Page -
__________
America’s Third Great Awakening — Part I
1886 to 1928
Joseph F. McCormick and David A. Palmer, Ph.D.
The corporatization of America
The sophisticated and ingenious financial and legal systems that had created the massive British East India Company (EIC) — indeed “the mother of all modern corporations” — migrated to America in the early 19th century.
The EIC with its private army and navy of over 60,000 mercenaries and privateers had been held in check for 250 years by the British crown and parliament who held its charter. Parliament finally dissolved the EIC in 1874 stemming from its abuses of power leading to the 1857 Indian Rebellion which not only cost as many as 150,000 Indian and 40,000 English lives, but shook the very foundations of the Imperial order (which, to that date, had been de facto administered by the EIC.)
The American “corporate children” of the EIC began to mature and consolidate with the U.S. Civil War, in particular, with the opportunity presented by the massive 1862 and ’63 Railroad Land Grants (128 million acres freely given to six railroad corporations by 1871), the 1863 National Banking Act which created a centralized system of nationally and state chartered banks all issuing a centralized “greenback” for the first time, as well as congressional approval for consolidated mining (Mining Act passed in 1872) and timber extraction operations on public lands.
__________
Short task 1 - Transcribe the passage of the Third Great Awakening article starting at "The corporatization of" and ending at "early 19th century.".
Short task 2 - In the Third Great Awakening article, how many acres did the Railroad Land Grants give to railroad corporations by 1871?
__________
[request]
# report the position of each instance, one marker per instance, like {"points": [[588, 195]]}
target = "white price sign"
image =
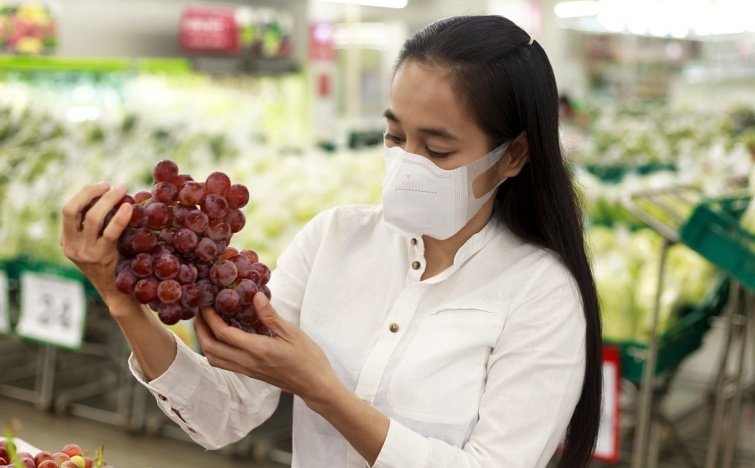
{"points": [[53, 309], [4, 312]]}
__________
Result 1 -
The corporatization of America
The sophisticated and ingenious financial and legal systems that had created the massive British East India Company (EIC) — indeed “the mother of all modern corporations” — migrated to America in the early 19th century.

Result 2 - 128 million acres, given to six railroad corporations.